» **Exercises**:
A. In the game report below, whose halfcourt shot tied the game at the buzzer at the end of regulation?
B. List every Miami Heat player named in the game report below.
C. Summarize the game report below in two sentences.

» **Source text**:
════════════════════

The Day

Heat 102, Raptors 96 (OT)

-

Goran Dragic scored 26 points, Dwyane Wade had seven of his 24 in overtime after Kyle Lowry’s halfcourt shot tied it at the buzzer, and Miami beat Toronto on Tuesday night in Game 1 of their Eastern Conference semifinal series. Joe Johnson scored 16 points and Josh Richardson had 11. Hassan Whiteside had 17 rebounds for the Heat. Game 2 is Thursday night in Toronto. Lowry’s improbable 3-pointer from his own side of the halfcourt line capped Toronto’s six-point comeback in the final 20 seconds of regulation, but the Raptors couldn’t deliver in the extra session. Toronto went scoreless for the first 3:46 of overtime before DeMar DeRozan hit a jumper. Dunks by DeMarre Carroll and Jonas Valanciuna­s made it 99-96 with just over 10 seconds to play. Toronto got the ball back after a Miami turnover on the inbounds play, but Wade stripped the ball from DeRozan and sealed it with a three-point play. Wade (3,638) moved into 16th place on the NBA’s playoff scoring list, passing Elgin Baylor (3,623). Scottie Pippen (3,642) is in 15th place. Valanciuna­s had 24 points and 14 rebounds, and DeRozan added 22 points for the Raptors, who dropped to 1-9 in the opening game of a postseason series. Five of those defeats have come at home. DeRozan connected on his first three field goal attempts of the game, then made only six of 19 the rest of the way. Lowry also struggled, going scoreless in the first half and finishing 3 of 13 for seven points. Toronto’s Terrence Ross set a career playoff high with 19 points and Cory Joseph had 10.

════════════════════

» **Source material**:
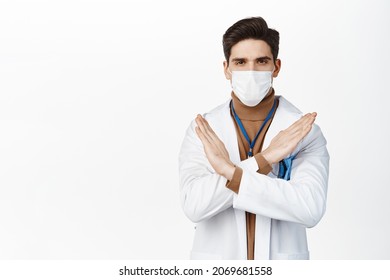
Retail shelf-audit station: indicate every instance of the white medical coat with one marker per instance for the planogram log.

════════════════════

» **Solutions per task**:
A. Kyle Lowry's

B. Goran Dragic, Dwyane Wade, Joe Johnson, Josh Richardson, Hassan Whiteside

C. Miami beat Toronto 102-96 in overtime in Game 1 of their Eastern Conference semifinal series, led by Goran Dragic's 26 points and Dwyane Wade's 24, seven of them in overtime. Kyle Lowry's halfcourt shot at the buzzer forced the extra period, but Toronto went scoreless for the first 3:46 of overtime, and Wade sealed the win by stripping DeMar DeRozan and converting a three-point play.